-- BEGIN SUPPLIED RECORDS --

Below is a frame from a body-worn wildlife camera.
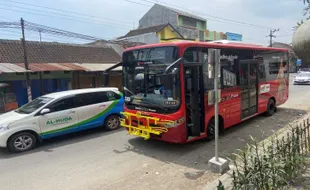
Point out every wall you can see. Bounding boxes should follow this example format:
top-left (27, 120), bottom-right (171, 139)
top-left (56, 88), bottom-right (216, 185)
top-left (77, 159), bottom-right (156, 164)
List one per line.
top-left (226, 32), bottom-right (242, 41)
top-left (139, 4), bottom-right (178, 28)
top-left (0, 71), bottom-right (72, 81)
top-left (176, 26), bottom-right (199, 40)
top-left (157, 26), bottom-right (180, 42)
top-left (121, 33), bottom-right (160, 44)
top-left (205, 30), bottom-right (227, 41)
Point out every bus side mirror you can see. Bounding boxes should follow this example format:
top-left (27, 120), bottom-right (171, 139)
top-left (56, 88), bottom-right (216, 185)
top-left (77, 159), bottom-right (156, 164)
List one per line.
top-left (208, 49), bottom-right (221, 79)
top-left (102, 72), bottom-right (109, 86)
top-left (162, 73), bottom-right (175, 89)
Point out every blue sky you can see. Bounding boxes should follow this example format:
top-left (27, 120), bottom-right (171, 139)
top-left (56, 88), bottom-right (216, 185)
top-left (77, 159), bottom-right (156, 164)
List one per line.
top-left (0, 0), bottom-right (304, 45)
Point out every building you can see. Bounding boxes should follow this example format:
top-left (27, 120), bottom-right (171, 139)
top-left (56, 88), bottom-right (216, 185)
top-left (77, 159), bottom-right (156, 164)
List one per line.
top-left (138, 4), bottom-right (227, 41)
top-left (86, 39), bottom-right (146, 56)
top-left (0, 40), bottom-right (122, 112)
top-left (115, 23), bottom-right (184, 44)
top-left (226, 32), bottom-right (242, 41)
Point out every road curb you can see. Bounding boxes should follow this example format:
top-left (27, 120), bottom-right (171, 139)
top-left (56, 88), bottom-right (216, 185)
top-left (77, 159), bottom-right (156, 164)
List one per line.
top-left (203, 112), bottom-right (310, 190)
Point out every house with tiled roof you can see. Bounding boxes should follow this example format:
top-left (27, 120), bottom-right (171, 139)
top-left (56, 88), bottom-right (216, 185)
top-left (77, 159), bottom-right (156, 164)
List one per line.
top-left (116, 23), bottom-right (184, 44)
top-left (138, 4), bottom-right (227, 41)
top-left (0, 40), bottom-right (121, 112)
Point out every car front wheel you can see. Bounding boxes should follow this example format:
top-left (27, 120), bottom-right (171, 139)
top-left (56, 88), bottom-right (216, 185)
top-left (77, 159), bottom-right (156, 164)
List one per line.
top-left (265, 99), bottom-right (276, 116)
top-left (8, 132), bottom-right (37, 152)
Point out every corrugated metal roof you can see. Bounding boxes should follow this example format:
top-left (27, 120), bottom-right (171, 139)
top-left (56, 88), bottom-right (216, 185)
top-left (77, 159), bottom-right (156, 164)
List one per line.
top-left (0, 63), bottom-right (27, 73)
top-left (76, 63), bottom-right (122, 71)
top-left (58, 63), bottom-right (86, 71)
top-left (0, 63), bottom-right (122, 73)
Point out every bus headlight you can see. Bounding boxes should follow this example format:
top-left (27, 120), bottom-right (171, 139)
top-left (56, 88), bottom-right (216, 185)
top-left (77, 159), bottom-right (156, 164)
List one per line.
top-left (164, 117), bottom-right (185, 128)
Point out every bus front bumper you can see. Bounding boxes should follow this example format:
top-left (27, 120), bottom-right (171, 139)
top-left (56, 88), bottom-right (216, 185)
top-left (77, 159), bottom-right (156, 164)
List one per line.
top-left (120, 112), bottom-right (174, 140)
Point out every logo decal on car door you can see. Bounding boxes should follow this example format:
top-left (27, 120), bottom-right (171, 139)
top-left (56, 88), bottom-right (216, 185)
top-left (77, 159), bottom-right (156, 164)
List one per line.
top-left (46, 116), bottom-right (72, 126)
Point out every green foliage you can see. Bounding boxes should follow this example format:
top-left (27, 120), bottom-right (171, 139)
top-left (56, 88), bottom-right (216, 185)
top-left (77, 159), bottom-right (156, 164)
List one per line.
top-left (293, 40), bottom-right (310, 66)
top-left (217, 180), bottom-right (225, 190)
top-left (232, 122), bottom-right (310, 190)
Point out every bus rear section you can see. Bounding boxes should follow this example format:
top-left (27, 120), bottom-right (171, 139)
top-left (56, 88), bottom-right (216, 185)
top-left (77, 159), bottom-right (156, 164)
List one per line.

-- END SUPPLIED RECORDS --
-- BEGIN SUPPLIED RECORDS --

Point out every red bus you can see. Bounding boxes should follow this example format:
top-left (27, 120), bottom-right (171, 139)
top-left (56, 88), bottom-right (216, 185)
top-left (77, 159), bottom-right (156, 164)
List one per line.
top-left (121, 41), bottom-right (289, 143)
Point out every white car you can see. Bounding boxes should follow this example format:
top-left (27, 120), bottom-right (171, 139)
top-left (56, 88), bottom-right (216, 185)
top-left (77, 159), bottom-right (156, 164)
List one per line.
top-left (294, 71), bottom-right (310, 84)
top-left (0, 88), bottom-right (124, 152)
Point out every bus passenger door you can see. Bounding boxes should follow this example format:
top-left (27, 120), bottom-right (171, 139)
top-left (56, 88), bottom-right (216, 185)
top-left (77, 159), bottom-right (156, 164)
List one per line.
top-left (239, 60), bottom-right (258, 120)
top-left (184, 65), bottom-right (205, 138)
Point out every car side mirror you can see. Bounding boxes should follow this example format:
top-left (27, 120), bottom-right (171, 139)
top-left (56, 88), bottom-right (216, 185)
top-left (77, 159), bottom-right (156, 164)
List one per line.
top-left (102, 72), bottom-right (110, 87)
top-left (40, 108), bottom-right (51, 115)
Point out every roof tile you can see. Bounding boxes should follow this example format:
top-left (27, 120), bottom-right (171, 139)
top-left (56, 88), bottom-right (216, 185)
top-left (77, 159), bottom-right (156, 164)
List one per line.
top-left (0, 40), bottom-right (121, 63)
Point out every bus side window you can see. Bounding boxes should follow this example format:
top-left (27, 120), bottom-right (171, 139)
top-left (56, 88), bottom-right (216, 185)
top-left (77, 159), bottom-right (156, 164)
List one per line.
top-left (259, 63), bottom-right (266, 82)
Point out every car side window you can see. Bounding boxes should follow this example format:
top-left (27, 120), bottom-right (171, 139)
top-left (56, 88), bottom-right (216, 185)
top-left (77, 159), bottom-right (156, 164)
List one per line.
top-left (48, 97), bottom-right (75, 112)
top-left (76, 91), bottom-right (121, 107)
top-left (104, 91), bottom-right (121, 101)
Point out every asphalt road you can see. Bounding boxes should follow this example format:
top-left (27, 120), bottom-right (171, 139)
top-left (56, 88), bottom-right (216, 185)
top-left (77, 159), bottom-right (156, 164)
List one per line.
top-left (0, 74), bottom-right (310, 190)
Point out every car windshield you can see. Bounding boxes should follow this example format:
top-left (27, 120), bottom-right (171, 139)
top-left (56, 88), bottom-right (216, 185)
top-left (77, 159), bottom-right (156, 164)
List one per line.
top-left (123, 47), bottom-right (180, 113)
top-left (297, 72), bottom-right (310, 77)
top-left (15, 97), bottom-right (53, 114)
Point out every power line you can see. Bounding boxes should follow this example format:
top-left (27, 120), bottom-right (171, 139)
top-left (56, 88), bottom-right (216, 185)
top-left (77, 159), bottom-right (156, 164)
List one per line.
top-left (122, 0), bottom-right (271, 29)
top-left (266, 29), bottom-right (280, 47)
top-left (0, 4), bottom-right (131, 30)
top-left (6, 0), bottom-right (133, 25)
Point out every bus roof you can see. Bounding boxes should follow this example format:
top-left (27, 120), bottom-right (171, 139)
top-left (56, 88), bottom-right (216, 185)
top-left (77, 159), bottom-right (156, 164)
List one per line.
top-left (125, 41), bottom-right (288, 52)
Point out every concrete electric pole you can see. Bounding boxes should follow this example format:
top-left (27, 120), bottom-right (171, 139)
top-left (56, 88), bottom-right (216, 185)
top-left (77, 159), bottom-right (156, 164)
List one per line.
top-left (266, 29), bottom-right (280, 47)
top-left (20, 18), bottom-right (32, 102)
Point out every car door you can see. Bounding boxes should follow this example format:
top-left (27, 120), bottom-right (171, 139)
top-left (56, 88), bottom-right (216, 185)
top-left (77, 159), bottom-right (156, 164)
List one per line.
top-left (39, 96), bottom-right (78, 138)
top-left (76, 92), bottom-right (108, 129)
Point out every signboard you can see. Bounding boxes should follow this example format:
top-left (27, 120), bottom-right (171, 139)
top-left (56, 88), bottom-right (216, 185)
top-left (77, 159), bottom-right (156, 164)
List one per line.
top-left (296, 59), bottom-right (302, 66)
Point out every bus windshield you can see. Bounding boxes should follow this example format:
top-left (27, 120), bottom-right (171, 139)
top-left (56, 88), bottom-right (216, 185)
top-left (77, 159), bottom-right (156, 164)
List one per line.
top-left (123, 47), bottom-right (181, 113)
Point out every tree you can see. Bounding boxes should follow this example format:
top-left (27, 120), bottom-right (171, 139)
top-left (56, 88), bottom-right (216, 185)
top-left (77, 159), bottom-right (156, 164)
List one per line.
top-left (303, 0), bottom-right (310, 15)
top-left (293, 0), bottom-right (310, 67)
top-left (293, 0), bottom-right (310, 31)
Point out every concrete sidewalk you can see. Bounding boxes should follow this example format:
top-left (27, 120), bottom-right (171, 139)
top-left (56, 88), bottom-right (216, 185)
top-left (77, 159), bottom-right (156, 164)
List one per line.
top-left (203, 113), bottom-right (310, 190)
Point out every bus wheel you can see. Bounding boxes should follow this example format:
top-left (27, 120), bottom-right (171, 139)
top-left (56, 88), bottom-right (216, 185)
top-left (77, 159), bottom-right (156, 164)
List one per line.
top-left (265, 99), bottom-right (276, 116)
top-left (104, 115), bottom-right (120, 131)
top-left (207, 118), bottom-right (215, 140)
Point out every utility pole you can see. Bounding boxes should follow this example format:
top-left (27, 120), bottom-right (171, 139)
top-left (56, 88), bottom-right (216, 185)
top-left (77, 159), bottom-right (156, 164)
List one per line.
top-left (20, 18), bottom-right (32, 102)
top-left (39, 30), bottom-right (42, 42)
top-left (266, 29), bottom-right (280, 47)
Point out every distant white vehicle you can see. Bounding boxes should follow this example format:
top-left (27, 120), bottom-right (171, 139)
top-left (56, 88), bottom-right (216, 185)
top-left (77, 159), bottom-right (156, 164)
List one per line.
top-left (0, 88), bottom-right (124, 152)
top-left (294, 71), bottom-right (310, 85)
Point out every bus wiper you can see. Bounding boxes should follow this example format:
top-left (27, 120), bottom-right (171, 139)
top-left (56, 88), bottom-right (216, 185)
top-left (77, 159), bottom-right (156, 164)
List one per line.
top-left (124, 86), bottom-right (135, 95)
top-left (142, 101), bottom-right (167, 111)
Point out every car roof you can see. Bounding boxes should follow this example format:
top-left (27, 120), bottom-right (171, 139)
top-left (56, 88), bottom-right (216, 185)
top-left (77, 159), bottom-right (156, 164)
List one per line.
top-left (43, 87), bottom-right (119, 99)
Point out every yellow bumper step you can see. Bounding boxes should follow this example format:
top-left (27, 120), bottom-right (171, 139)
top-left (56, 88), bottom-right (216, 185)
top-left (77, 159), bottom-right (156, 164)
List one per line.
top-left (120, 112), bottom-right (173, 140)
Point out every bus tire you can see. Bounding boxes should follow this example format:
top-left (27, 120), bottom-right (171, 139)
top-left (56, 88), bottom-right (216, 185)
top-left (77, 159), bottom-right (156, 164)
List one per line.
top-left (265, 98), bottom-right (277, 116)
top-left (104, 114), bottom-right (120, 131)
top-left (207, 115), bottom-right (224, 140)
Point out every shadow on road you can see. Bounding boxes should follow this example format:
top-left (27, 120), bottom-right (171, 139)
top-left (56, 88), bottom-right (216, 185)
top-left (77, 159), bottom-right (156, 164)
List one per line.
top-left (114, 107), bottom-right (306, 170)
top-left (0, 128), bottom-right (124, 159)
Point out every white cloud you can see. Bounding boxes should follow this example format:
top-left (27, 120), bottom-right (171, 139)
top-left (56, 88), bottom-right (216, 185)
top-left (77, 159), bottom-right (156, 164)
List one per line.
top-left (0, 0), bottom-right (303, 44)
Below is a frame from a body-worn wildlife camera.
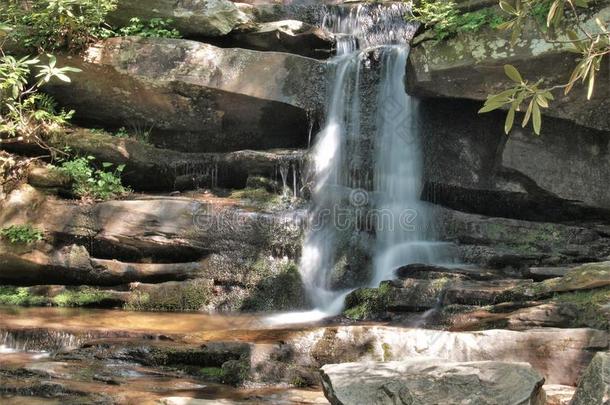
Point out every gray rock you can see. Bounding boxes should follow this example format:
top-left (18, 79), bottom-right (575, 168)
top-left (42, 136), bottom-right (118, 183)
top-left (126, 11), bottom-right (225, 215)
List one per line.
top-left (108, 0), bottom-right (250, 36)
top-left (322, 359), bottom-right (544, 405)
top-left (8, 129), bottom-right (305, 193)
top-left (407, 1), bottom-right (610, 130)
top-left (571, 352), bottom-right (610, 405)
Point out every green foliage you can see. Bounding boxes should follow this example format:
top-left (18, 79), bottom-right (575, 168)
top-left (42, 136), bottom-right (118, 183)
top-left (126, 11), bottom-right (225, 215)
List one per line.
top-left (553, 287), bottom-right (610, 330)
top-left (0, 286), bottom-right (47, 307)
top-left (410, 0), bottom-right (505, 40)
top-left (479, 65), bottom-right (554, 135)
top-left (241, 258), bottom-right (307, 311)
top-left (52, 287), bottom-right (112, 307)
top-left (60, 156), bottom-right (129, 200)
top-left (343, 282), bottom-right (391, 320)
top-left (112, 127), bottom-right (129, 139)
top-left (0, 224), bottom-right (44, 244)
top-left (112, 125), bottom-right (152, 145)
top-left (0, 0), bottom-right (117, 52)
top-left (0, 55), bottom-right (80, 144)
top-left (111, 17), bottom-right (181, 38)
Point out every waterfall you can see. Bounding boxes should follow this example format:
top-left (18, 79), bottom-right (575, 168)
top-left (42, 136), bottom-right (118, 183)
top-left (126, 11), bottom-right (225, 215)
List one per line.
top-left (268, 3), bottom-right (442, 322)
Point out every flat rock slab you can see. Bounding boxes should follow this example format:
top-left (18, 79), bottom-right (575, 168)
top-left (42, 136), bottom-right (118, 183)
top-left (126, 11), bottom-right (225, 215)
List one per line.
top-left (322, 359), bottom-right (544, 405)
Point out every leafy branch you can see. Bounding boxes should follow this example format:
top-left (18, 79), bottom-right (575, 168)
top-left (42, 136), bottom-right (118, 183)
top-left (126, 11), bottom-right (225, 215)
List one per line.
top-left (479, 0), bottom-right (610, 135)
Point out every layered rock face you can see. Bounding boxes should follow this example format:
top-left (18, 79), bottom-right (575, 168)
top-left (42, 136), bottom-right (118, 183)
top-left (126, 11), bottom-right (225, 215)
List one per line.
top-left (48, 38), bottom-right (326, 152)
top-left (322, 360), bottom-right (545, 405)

-- END SUPPLIED RECORDS --
-- BEGIN SUPPLIED RECORDS --

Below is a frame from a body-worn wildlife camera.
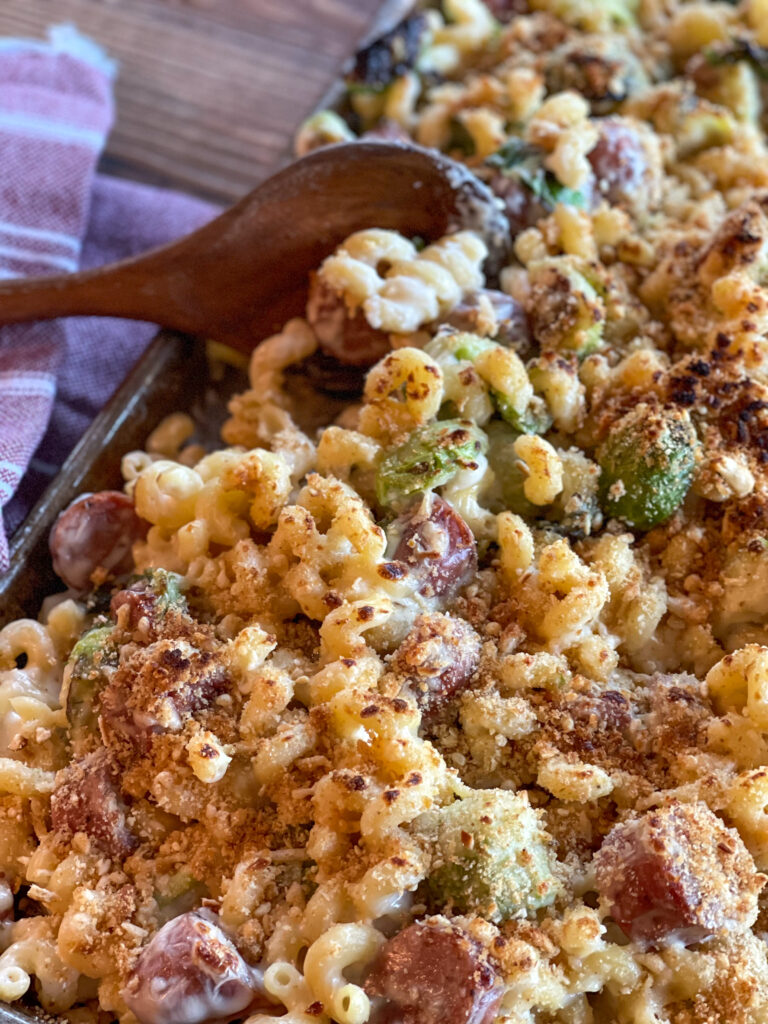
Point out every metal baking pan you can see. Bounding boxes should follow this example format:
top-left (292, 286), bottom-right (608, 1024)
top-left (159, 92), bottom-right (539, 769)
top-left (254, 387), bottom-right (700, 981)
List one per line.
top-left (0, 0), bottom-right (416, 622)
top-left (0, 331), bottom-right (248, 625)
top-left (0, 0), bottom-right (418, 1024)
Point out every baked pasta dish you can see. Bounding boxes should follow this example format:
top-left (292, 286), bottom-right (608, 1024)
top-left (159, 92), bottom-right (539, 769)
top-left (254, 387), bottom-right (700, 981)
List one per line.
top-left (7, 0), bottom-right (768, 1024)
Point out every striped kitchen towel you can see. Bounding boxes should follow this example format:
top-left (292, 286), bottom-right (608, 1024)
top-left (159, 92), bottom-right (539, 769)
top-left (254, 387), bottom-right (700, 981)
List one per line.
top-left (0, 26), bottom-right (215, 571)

-- END SUPPLIED RECORDS --

## WRITTEN INSTRUCTION:
How many lines of the records above contain the string "wheel"? Reply with the number alone.

## IN RESPONSE:
2